Instructions for the task | Write out the listing below in its entirety, minus the pictures, without changing a word.

Information provided |
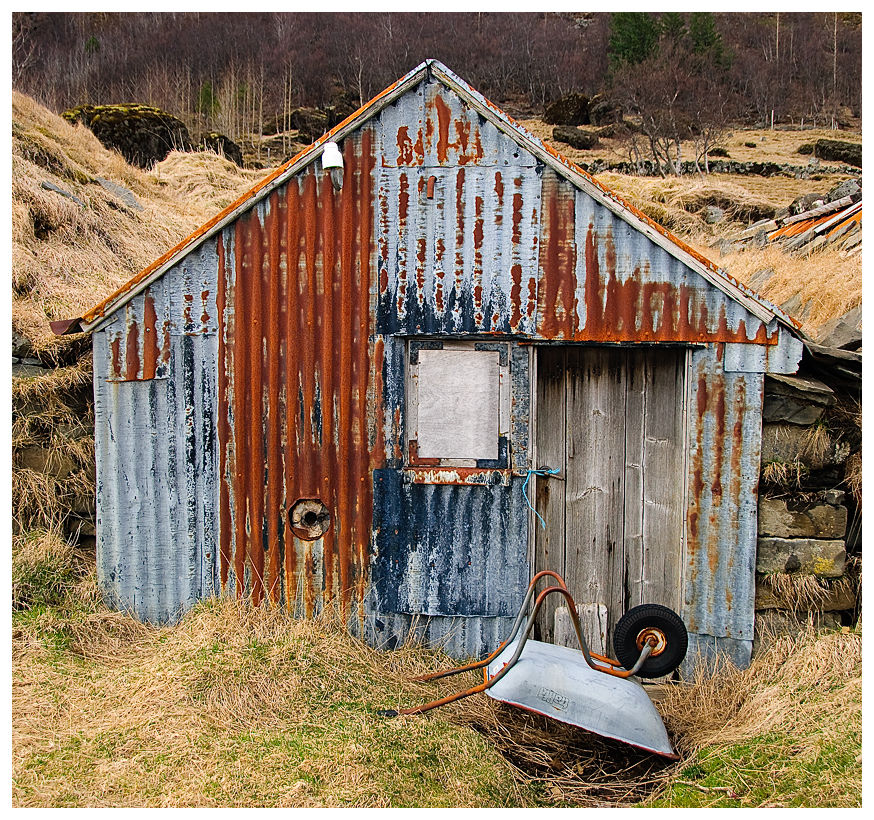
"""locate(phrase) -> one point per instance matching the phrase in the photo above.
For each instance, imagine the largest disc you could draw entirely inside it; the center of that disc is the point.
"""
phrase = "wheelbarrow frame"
(600, 663)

Output |
"""locate(phrase) -> one point per instance matching the phrase in the photo above.
For each instance, imagine the largest disc you could draw entirely inside it; the center of that disc is the point.
"""
phrase = "wheelbarrow frame"
(600, 663)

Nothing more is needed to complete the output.